=== Exercise goal ===
Reproduce the data below verbatim from the line containing "Question. Indicate one point for each instance of the bus window" through its final line, and produce nothing more.

Entries from a point annotation set
============
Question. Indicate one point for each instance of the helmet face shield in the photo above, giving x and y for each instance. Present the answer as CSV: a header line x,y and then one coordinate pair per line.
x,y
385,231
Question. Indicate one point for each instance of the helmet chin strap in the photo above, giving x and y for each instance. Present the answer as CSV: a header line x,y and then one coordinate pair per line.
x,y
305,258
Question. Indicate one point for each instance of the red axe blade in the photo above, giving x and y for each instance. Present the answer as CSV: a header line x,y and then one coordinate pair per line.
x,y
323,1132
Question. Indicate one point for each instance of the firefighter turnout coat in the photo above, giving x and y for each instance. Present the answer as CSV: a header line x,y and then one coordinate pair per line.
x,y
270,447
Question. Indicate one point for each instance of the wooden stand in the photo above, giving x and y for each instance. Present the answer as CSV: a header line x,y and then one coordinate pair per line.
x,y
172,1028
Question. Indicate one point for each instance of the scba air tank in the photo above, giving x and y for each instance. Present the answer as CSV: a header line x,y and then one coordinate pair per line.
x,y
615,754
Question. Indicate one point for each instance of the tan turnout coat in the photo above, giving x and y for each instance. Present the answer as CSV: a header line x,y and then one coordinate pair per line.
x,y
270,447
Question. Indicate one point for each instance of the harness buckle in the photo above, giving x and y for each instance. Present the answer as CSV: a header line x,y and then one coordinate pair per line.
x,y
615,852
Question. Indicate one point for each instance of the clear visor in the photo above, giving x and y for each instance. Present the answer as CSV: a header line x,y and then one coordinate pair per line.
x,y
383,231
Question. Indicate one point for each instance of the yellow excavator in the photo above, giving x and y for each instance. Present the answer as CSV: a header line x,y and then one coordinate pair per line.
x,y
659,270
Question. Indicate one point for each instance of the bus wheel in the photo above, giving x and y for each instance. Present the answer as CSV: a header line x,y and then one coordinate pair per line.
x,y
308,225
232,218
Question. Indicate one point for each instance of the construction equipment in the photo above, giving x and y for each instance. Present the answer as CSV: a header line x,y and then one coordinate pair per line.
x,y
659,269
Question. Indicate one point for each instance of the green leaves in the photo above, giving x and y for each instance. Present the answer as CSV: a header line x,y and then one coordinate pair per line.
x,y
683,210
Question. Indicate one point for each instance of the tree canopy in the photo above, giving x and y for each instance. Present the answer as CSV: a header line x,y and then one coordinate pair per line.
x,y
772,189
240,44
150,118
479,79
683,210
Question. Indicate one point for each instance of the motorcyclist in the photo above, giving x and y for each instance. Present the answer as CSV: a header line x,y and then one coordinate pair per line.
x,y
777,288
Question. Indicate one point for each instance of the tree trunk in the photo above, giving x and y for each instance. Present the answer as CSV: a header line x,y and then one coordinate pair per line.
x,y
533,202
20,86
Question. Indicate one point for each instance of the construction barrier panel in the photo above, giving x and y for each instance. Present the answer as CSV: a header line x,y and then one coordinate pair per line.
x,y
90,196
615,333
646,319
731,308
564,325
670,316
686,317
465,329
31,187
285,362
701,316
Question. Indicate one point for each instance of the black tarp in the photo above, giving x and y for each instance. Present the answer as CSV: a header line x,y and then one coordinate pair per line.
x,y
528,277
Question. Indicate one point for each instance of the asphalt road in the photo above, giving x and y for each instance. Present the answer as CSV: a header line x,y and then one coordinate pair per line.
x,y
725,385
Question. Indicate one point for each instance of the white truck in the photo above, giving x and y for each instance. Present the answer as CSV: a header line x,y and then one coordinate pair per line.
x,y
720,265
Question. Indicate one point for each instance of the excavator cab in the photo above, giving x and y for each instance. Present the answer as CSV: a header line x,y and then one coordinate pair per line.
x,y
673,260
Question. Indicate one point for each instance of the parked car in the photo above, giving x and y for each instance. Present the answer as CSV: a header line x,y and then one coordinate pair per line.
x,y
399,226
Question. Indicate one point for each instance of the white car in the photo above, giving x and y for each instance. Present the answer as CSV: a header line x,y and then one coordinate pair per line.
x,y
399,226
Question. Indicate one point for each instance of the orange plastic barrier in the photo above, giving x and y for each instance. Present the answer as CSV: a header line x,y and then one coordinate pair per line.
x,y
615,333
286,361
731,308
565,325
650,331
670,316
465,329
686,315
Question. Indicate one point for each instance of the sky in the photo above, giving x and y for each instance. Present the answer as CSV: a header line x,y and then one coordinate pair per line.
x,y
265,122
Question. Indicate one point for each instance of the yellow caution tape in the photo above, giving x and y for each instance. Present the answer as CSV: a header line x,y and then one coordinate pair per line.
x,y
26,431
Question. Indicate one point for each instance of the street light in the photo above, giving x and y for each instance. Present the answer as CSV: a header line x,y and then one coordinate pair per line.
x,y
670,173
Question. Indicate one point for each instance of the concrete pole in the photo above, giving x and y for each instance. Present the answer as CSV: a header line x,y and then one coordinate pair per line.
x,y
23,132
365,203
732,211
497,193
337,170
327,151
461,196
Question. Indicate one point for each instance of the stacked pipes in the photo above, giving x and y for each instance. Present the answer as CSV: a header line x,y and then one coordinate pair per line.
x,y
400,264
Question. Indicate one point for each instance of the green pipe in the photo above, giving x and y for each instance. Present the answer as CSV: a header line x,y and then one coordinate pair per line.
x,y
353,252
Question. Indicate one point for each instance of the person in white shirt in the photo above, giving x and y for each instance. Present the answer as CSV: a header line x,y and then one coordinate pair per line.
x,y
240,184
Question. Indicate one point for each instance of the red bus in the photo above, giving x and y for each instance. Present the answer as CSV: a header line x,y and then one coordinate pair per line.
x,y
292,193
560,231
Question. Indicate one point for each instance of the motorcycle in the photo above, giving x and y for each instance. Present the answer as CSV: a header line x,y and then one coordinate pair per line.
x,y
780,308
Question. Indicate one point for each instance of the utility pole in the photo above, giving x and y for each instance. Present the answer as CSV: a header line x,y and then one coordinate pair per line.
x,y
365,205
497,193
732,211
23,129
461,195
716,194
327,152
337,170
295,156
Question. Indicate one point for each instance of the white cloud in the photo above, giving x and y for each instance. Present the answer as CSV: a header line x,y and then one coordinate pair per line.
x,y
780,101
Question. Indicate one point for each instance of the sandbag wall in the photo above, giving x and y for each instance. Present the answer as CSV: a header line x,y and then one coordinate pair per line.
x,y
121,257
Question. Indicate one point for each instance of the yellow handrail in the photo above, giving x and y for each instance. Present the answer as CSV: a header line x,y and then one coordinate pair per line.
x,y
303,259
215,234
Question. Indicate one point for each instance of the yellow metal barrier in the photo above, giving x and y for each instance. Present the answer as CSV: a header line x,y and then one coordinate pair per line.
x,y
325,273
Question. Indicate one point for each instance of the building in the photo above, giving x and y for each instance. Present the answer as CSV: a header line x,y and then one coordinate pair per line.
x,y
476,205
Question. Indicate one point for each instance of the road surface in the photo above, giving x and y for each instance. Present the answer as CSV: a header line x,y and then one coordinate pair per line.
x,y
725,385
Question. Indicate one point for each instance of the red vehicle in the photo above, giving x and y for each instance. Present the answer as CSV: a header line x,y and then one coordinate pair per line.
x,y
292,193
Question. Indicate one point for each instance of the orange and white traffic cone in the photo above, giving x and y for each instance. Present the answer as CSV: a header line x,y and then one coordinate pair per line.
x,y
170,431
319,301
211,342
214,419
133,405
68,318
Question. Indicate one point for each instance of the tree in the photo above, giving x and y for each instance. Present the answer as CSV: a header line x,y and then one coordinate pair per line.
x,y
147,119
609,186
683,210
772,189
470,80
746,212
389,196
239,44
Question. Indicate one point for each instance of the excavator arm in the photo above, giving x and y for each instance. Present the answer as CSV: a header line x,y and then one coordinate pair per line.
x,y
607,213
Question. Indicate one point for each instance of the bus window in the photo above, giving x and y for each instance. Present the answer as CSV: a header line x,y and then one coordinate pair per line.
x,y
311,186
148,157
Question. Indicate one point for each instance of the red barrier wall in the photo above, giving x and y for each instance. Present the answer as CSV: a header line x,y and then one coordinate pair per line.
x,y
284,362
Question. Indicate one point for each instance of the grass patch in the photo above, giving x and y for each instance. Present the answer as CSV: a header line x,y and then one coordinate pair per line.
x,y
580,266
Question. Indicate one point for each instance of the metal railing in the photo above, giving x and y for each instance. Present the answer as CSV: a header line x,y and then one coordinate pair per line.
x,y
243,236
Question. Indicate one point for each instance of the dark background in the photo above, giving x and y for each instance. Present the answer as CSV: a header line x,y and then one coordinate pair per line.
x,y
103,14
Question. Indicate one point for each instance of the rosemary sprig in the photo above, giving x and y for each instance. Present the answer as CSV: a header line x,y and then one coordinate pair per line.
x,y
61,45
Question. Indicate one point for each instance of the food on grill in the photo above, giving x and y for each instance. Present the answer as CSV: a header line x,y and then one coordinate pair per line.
============
=== Reply ===
Question. Indicate one point for each instance of the bus window in the photo above, giving x and y for each instance. Present the answer as CSV: a header line x,y and then one coordinate pair per line.
x,y
311,186
148,157
Question. Indicate one point for each instance of the red barrier wall in the photo above, giving x and y for each instance. Present the answer as CSV: a header line x,y and then one coordinate pair per line.
x,y
284,362
Question. Indicate one point for each instance of the grass patch in the photo above, giving x and y for each instance. Present the answer as CSV: a header line x,y and then one coordinate pair per line.
x,y
580,266
Question. Indicate one point for each instance of the metal railing in the photo above, giving x and y for each instance. Present the answer as CSV: a header line x,y and then one coordinate pair per line.
x,y
243,236
Question. Indicate one point for each instance of the dark background in the photo above, giving x and y for each instance. Present the answer as CSV: a header line x,y and then one coordinate pair per line.
x,y
103,14
Question. Indicate one point for each instance of the rosemary sprig in the photo above, giving x and y for each instance. Present the answer as CSV: a header line x,y and then one coordinate pair per line.
x,y
61,45
Question. Indicate one point for each instance of the food on grill in the photo above, giving x and y for each instance. Present the answer as CSV: a header line x,y and then one coordinate pair per line.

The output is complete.